[Data records — start]

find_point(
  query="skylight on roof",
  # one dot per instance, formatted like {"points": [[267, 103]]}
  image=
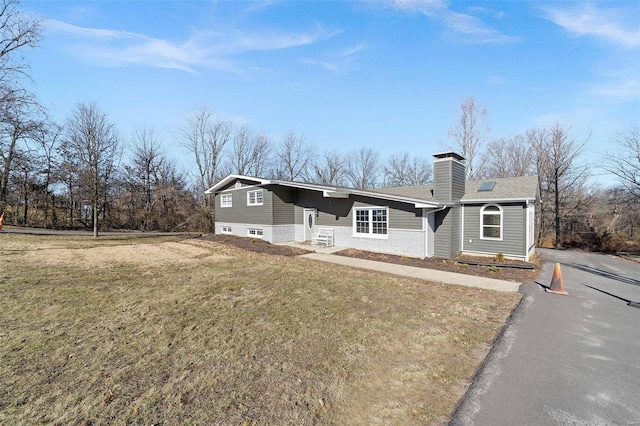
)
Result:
{"points": [[486, 186]]}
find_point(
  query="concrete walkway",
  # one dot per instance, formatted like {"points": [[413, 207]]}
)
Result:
{"points": [[415, 272]]}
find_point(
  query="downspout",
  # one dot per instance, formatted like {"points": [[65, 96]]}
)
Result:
{"points": [[426, 249]]}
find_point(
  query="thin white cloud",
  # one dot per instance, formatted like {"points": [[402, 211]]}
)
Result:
{"points": [[618, 25], [202, 49], [619, 89], [462, 27], [338, 62]]}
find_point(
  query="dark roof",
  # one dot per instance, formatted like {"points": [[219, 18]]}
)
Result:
{"points": [[448, 154], [505, 189], [517, 188]]}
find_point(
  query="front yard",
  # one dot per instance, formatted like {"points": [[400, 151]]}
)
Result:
{"points": [[160, 330]]}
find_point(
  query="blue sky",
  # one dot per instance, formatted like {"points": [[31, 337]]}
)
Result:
{"points": [[346, 74]]}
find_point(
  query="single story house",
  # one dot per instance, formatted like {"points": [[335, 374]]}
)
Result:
{"points": [[446, 218]]}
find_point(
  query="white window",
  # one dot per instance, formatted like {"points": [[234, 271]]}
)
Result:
{"points": [[491, 222], [254, 198], [371, 222], [226, 200], [255, 232]]}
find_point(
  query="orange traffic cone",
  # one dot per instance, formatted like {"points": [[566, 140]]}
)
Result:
{"points": [[557, 286]]}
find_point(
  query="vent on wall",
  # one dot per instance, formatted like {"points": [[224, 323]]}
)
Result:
{"points": [[486, 186]]}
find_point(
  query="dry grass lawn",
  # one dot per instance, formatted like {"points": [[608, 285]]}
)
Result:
{"points": [[167, 331]]}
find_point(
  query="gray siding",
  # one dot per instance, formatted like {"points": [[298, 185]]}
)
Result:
{"points": [[448, 228], [282, 205], [442, 180], [448, 180], [241, 213], [513, 231], [339, 211], [456, 230], [442, 235], [458, 179]]}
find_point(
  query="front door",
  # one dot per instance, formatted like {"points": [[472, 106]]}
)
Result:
{"points": [[309, 223]]}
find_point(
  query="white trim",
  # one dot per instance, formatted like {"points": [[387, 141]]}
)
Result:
{"points": [[255, 232], [229, 200], [496, 200], [242, 188], [530, 229], [306, 229], [370, 234], [255, 203], [224, 182], [482, 225]]}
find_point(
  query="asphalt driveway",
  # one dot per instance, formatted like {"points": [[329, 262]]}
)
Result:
{"points": [[566, 360]]}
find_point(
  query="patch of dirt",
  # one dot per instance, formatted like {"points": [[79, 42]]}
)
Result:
{"points": [[451, 265], [255, 245], [157, 254]]}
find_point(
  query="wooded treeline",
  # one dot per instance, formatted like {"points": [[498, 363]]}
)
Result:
{"points": [[83, 174]]}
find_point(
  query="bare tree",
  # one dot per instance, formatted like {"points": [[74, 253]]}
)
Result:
{"points": [[17, 30], [468, 133], [509, 157], [402, 170], [92, 139], [363, 168], [19, 122], [561, 175], [625, 162], [293, 158], [250, 154], [329, 169], [147, 158], [205, 136], [48, 138]]}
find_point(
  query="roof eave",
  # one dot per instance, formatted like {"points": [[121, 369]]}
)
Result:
{"points": [[497, 200], [230, 178]]}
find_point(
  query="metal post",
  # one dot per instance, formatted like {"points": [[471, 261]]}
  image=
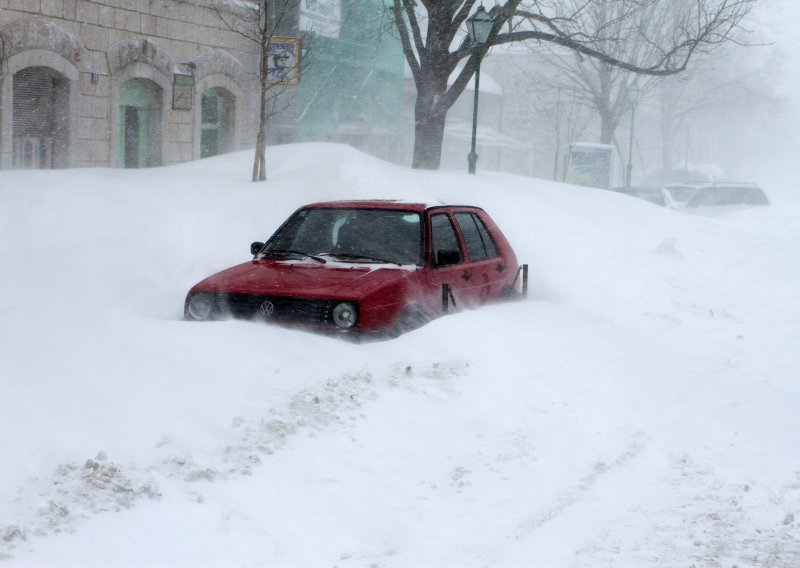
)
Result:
{"points": [[630, 148], [472, 158]]}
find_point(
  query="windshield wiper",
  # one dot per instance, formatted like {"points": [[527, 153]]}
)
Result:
{"points": [[285, 253], [361, 257]]}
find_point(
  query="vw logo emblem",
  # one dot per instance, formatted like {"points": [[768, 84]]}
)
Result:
{"points": [[266, 308]]}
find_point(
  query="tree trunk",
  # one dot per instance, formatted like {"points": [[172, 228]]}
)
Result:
{"points": [[428, 139]]}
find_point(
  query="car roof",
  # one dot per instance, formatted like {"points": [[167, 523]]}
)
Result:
{"points": [[713, 184], [393, 204]]}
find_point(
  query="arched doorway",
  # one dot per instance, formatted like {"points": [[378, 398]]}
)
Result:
{"points": [[40, 131], [140, 115], [216, 122]]}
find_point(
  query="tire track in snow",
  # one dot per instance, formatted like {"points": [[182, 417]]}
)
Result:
{"points": [[574, 494], [57, 503]]}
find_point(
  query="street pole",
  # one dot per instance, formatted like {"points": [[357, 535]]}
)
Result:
{"points": [[630, 149], [472, 158]]}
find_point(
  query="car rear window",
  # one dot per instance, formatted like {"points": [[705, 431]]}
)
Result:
{"points": [[480, 244]]}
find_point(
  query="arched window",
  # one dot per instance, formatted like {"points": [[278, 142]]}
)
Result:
{"points": [[140, 115], [40, 134], [216, 122]]}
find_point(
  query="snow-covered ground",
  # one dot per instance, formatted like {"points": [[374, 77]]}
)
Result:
{"points": [[641, 408]]}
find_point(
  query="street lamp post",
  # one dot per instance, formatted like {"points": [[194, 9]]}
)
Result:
{"points": [[479, 26], [633, 97]]}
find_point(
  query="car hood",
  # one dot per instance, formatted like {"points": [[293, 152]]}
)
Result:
{"points": [[303, 279]]}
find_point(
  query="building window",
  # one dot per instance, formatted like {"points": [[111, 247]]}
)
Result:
{"points": [[216, 122], [140, 111], [40, 123]]}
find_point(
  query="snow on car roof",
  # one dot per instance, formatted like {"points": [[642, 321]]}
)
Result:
{"points": [[381, 204]]}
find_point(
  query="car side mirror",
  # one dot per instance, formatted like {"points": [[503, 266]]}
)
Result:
{"points": [[445, 257]]}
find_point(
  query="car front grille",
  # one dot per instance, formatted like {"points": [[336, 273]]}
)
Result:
{"points": [[274, 308]]}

[Data records — finish]

**Work request**
Report the number of lines in the records that include the string "white", and write no other words.

**Written answer**
3